## SOURCE PASSAGE:
>>>>

- Title: Project Xenome: First Day
- Author: Jarrod "JazzyB" Burgess
- Platform: Unreal Tournament
- Category: Large Campaign
- Review Score: 81%
If this first episode is anything to go by, the full release could be a new classicProject Xenome was initially released as a forty level pack that was withdrawn from download after some controversy around borrowed map sections. Now it's back with some major rethinking and a new episodic format, and if this first episode is anything to go by the full release could be a new classic.
As a whole this is quite possibly the most convincing Human tech environment I've seen in an SP Unreal release; the visuals generally don't quite hold up to closer scrutiny as well as my former champion, Xidia, but it makes up for that with a consistently grand scale, lots of moving machinery and other interactive aspects, and one or two levels with layouts that border on ingenious.
The pack starts in relatively pristine labs and moves onto gradually more deteriorated industrial settings, which gives it a sense of progression and makes it feel quite varied despite sticking to a general Human base theme throughout. The starting level is probably the simplest, with little of the grand multi-level designs that make up a significant portion of the pack. However, between the nice use of environmental hazards and other interactive elements it still shows some flourish, and ends with a very nice looking lobby type area. From the second map onwards the detail rarely lets up, and there were a couple of levels where I was wowed multiple times by both the scale and detail of the environments. Map two does show a few issues with the texturing though; in the caves towards the end in particular a lot of the rock textures are noticeably misaligned. There are also a couple of confined corridors that have nothing other than dim ambient lighting, when a few highlights would have given them much more life. In general some parts throughout seemed a bit too reliant on semi-bright ambient light that I found a bit unconvincing, although most of the lighting work is very good. One general detail I liked was the signs; most packs in Human settings use a couple of generic signs and leave it at that, conversely Xenome has several signs that fit a lot of individual areas, it's a small detail that adds a lot to the sense of place.

<<<<

## TO BE DONE:
(1) Using the Project Xenome review, decide whether each statement agrees with it, answering yes or no and quoting the deciding words. (a) Project Xenome first came out as a forty level pack. (b) The starting level is the most complex map in the pack. (c) The caves near the end of map two have misaligned rock textures.
(2) Return every line of the listing that contains the word "spire".

Extracted records
>>>>

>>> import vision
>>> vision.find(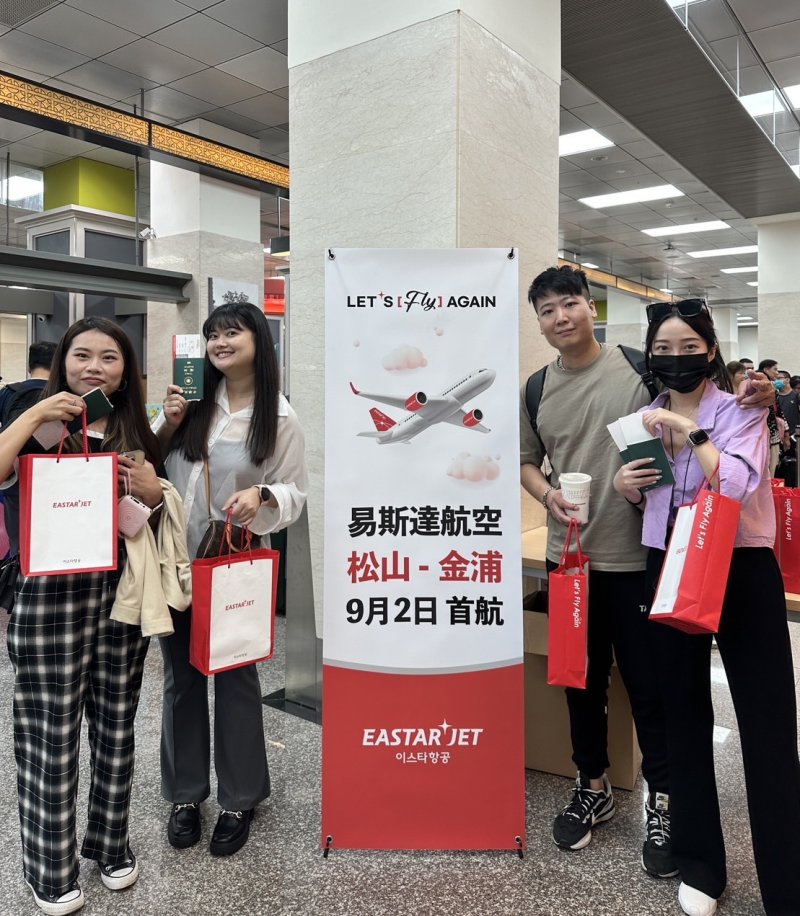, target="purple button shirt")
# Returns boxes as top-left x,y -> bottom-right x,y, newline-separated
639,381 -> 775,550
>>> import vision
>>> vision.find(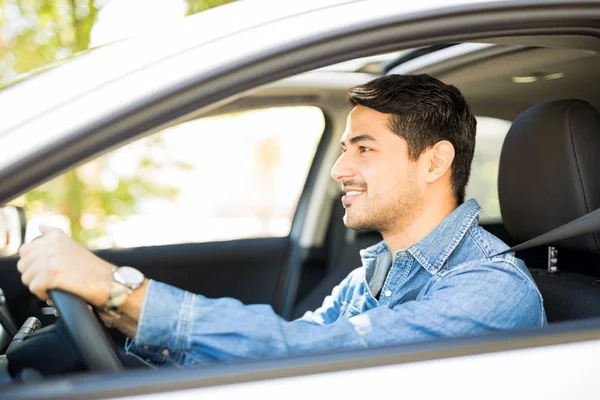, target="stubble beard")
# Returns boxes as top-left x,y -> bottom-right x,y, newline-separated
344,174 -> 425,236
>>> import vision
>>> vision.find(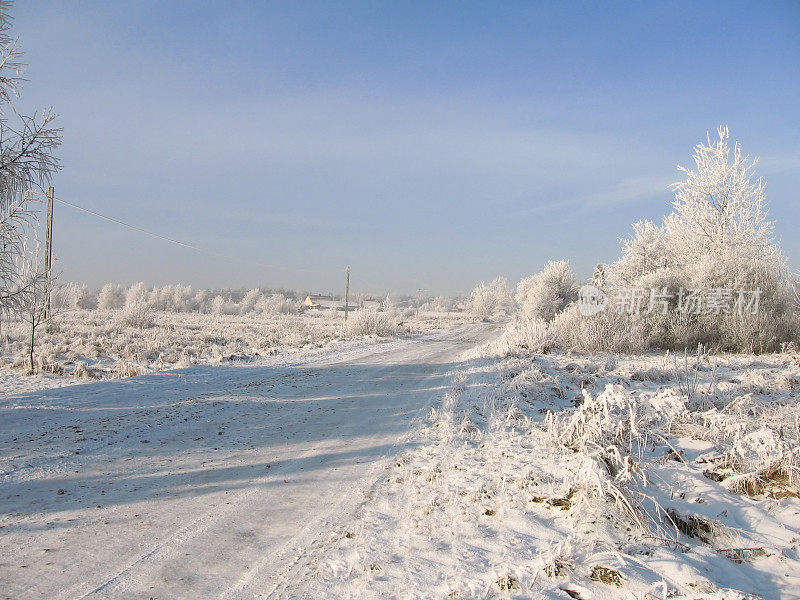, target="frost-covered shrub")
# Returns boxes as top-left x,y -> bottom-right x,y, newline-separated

<<<<
>>>>

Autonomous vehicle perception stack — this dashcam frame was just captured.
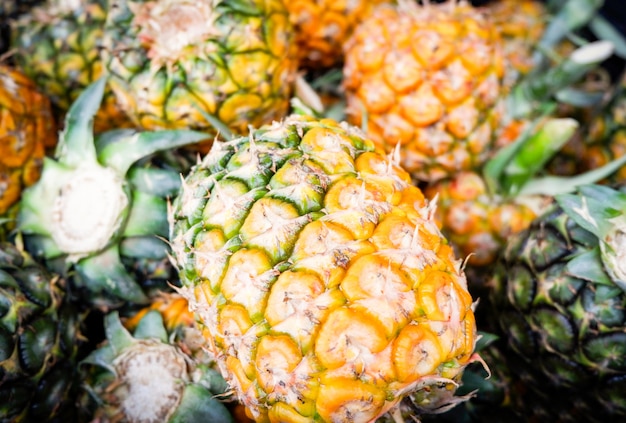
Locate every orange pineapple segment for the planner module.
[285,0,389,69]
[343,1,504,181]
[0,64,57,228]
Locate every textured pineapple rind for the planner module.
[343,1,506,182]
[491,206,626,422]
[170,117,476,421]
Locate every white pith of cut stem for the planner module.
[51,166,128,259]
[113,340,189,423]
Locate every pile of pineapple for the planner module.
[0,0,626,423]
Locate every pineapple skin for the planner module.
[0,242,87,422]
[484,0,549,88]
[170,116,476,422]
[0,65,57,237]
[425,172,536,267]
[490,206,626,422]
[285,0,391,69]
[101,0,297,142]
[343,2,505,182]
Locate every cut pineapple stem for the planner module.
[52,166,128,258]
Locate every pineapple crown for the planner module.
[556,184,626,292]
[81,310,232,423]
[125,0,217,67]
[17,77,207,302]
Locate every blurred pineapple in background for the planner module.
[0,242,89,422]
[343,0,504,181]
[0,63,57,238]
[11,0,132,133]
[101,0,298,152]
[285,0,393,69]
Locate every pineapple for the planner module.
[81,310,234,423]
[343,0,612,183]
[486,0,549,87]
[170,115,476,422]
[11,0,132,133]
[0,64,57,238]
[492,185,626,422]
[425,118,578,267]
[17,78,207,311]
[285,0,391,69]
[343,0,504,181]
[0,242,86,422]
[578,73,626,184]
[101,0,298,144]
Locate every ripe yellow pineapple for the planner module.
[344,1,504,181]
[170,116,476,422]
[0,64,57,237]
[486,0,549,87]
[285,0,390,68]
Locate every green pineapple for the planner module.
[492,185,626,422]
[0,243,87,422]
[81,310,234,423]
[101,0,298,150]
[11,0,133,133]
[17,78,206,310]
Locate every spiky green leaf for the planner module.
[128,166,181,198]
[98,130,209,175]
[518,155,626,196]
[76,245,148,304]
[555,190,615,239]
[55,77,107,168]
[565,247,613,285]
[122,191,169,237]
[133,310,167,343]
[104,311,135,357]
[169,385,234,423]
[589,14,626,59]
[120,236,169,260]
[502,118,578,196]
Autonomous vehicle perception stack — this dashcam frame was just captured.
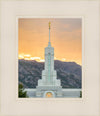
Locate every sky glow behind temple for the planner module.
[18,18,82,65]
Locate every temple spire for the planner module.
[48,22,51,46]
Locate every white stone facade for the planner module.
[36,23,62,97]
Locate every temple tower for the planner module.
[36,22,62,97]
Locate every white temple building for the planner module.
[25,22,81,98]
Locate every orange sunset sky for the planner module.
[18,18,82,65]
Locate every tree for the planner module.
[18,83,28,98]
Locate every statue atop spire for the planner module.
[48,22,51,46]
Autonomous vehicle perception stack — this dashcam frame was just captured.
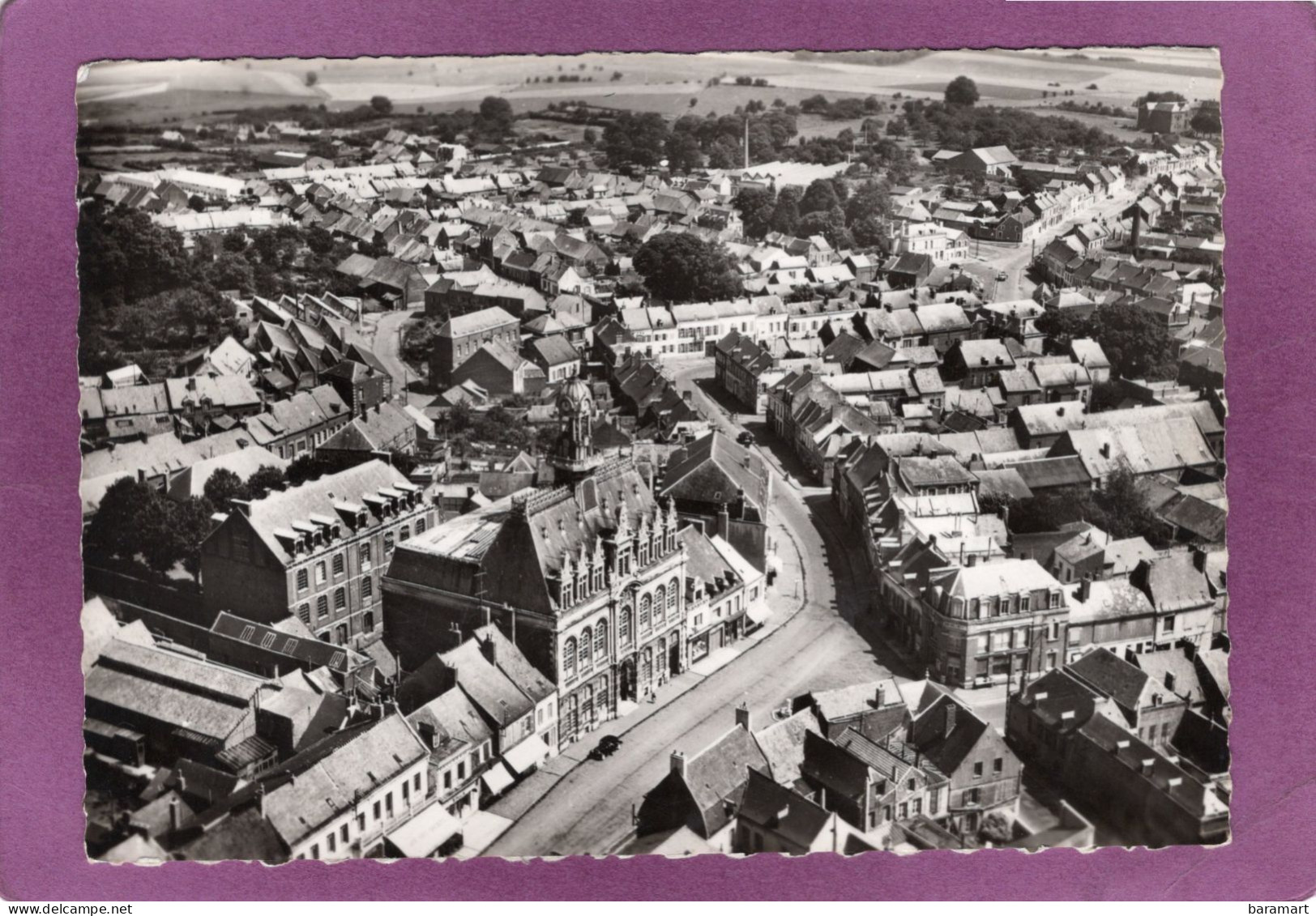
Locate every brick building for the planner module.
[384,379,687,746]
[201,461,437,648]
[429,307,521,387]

<<<<
>>>>

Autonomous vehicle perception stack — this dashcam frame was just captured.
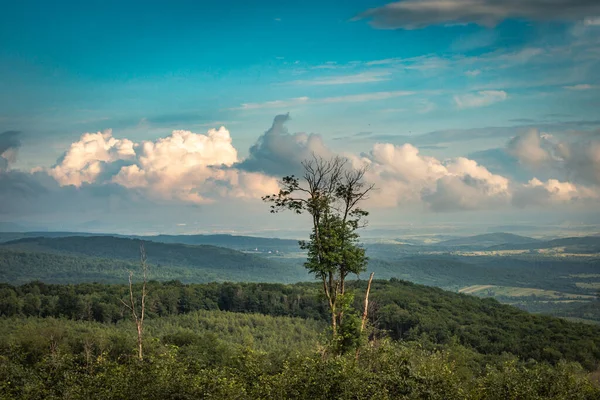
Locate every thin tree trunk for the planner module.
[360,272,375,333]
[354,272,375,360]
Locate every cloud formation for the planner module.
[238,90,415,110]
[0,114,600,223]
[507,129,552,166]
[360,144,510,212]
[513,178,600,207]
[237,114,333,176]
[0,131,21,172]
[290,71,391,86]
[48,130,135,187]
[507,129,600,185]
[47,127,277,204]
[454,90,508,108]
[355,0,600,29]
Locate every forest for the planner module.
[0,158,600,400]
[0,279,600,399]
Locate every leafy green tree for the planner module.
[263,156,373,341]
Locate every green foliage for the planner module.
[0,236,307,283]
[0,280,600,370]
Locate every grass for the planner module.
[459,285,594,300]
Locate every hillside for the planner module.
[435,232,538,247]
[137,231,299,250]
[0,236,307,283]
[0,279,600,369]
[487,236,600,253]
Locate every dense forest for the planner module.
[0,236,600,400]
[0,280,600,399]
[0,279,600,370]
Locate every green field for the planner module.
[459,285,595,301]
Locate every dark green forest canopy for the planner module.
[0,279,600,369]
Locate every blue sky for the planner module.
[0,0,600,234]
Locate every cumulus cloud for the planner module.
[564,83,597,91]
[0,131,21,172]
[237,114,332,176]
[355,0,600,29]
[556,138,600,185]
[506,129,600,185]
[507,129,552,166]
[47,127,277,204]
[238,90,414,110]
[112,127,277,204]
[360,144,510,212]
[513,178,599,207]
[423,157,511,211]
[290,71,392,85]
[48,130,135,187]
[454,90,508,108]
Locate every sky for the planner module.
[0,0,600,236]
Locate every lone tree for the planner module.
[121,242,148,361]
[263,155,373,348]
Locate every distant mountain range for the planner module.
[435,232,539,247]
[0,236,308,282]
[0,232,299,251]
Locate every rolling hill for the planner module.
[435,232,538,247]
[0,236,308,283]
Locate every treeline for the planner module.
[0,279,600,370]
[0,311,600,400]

<<<<

## THE RESULTS:
(1)
(a) Yes: "Project Xenome was initially released as a forty level pack"
(b) No: "The starting level is probably the simplest"
(c) Yes: "in the caves towards the end in particular a lot of the rock textures are noticeably misaligned"

(2)
Locate every temple spire for the planner module.
Locate every statue atop spire for the planner module.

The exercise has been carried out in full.